* [Source passage]
On Thursday, weekly jobless claims (for the week ending March 21) came in at 3.28 million—not only a drastic uptick from the 282,000 the week prior, but an all-time record, surpassing even the Great Recession peak of 665,000 and 1982’s all-time high of 695,000.

For those like Mike Ryan, Americas chief investment officer at UBS Global Wealth Management, these numbers are only the beginning. “We’re going to see numbers that are shocking to us,” he tells Fortune.

In fact, the latest jobless claims report has Bank of America now estimating that unemployment will hit 7% by April, with potentially between 4 million and 6 million jobs lost, according to a BofA Global Research report on Thursday.

In terms of fallout, the latest jobless claims may only be the beginning.

“Along with the claims number, the high-frequency data on the consumer and other survey measures we have been tracking suggests that the disruption to the economy has been drastic and acute,” according to the BofA Global Research report.

For Goldman Sachs, the jobless data “confirms that the coronacrisis has caused widespread mass layoffs, and we expect a similar or even larger pace of filings in next week’s release,” Goldman economists wrote in a Thursday research note. The data, along with international trade data and February inventories, has the firm now lowering its first-quarter GDP tracking estimate by six-tenths to –6.3%.

Consumer and business confidence, meanwhile, has been pummeled by the latest jobless and demand dislocations. According to a survey conducted from March 24 to 25 by global research firm Ipsos, U.S. consumer confidence plunged to 46.0 overall this week—almost 15 points lower than it was just a few weeks ago at 60.9, according to the report released Thursday. UBS’s Ryan notes that, for GDP, it will be “probably one of the deepest demand shocks we’ve ever seen,” and that, for consumer confidence, watching the policy response is going to be critical.

* [Stored data]
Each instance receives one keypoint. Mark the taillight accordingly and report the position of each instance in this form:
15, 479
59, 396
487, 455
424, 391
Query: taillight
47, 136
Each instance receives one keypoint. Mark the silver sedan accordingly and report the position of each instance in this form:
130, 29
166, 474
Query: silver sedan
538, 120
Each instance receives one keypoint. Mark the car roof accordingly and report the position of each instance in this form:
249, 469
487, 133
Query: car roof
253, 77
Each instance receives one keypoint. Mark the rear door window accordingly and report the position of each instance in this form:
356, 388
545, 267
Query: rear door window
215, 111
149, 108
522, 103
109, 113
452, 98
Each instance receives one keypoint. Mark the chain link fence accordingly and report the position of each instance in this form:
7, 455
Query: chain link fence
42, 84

* [What the task asks] Does the jobless claims article support each of these statements? (a) Bank of America expects unemployment to reach 7% by April. (b) Goldman Sachs cut its first-quarter GDP tracking estimate to –5.7%. (c) Ipsos conducted its consumer survey from March 24 to 25. Answer yes or no for each and quote the words that settle it. The rows have no connection to the jobless claims article.

* [Full answer]
(a) Yes: "Bank of America now estimating that unemployment will hit 7% by April"
(b) No: "lowering its first-quarter GDP tracking estimate by six-tenths to –6.3%"
(c) Yes: "a survey conducted from March 24 to 25 by global research firm Ipsos"